## Entries
╭──
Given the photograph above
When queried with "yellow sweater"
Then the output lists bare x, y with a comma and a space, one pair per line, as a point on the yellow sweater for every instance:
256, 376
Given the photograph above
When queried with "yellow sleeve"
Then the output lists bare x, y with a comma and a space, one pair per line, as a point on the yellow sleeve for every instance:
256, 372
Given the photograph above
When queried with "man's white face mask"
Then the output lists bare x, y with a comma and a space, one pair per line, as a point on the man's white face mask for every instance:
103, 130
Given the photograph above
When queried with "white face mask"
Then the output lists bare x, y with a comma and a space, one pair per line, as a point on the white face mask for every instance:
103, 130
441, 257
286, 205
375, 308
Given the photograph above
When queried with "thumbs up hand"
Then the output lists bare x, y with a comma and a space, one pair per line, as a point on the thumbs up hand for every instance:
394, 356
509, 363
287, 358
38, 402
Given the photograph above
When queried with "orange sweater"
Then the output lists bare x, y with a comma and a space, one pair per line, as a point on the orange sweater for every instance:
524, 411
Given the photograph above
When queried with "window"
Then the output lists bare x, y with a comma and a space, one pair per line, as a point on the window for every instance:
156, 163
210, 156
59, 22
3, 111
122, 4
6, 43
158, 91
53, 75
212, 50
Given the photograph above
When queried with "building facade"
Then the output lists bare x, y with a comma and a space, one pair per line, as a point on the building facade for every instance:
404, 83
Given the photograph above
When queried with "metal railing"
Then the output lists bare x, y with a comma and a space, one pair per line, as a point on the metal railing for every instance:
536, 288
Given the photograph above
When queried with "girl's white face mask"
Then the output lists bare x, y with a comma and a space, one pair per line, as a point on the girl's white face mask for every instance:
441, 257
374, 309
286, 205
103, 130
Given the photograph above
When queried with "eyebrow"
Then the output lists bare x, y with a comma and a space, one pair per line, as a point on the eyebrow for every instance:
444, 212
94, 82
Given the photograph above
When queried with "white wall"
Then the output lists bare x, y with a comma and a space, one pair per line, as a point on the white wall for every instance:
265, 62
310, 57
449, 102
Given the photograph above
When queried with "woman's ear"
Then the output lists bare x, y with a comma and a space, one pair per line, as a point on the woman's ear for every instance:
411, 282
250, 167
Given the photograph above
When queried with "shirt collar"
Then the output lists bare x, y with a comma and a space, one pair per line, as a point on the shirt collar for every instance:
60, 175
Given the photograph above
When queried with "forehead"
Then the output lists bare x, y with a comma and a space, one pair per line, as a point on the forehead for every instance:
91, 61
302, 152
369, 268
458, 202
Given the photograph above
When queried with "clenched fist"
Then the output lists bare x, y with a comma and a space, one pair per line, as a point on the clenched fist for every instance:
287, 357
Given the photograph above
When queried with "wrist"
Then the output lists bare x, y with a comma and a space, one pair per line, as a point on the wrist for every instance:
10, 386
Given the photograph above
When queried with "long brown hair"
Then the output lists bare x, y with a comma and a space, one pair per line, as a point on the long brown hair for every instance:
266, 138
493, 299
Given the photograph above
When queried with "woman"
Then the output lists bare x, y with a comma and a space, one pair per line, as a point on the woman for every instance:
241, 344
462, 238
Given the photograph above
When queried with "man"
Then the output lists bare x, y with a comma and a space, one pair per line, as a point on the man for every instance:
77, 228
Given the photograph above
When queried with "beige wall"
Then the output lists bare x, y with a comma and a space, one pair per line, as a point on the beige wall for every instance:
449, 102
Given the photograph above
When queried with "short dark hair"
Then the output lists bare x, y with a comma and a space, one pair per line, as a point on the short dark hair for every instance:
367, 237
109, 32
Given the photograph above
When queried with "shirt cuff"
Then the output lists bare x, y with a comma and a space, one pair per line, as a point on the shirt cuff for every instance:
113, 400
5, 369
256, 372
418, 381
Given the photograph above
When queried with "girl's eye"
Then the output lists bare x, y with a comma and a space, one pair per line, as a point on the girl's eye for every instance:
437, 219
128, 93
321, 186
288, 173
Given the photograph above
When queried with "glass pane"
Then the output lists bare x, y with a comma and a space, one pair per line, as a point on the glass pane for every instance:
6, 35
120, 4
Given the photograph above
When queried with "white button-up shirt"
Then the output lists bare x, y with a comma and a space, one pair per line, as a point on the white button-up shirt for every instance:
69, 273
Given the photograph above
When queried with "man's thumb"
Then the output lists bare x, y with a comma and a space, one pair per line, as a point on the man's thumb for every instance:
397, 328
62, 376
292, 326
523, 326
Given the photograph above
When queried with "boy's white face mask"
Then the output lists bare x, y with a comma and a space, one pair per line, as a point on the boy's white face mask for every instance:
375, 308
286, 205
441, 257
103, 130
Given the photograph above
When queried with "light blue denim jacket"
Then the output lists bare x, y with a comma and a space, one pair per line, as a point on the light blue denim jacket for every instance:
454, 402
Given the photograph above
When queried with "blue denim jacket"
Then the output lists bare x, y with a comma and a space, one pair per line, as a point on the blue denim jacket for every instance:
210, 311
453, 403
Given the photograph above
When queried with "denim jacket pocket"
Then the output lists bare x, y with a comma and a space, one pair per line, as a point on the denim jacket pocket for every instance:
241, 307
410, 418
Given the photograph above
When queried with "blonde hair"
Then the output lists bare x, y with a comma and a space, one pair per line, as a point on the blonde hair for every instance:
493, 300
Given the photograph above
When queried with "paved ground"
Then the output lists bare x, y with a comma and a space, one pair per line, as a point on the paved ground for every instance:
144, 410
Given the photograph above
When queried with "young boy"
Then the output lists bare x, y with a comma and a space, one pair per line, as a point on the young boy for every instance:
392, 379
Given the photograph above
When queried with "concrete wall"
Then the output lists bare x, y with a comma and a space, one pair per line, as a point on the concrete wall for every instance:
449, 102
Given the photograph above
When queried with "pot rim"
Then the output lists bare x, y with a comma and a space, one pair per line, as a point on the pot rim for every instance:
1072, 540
╰──
╭──
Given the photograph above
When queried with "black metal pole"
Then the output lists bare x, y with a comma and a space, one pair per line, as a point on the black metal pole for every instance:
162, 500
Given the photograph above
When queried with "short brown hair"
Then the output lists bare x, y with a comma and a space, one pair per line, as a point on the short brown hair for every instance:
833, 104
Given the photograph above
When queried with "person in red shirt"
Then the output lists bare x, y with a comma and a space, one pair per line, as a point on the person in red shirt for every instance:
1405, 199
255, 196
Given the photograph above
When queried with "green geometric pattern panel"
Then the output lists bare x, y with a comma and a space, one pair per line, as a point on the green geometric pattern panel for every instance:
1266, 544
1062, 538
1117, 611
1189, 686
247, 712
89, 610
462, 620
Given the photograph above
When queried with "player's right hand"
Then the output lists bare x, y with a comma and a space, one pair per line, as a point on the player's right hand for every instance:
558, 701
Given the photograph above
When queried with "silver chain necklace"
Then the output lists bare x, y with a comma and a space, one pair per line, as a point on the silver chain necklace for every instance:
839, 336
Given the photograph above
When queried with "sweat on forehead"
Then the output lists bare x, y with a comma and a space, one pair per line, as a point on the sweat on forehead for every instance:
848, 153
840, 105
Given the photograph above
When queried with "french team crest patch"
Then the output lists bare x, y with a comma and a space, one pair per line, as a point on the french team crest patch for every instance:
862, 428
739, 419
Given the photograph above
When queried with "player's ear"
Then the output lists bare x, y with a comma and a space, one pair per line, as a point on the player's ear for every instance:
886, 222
╰──
## Problem statement
List every line of the data above that contains the word "light", copying each such line in full. Treat uppercase and lowercase letters as different when matching.

## Task response
When queried with "light blue denim jacket"
Then the output lists bare x, y with a comma and a space, one pair per line, as a point on the light blue denim jacket for every instance:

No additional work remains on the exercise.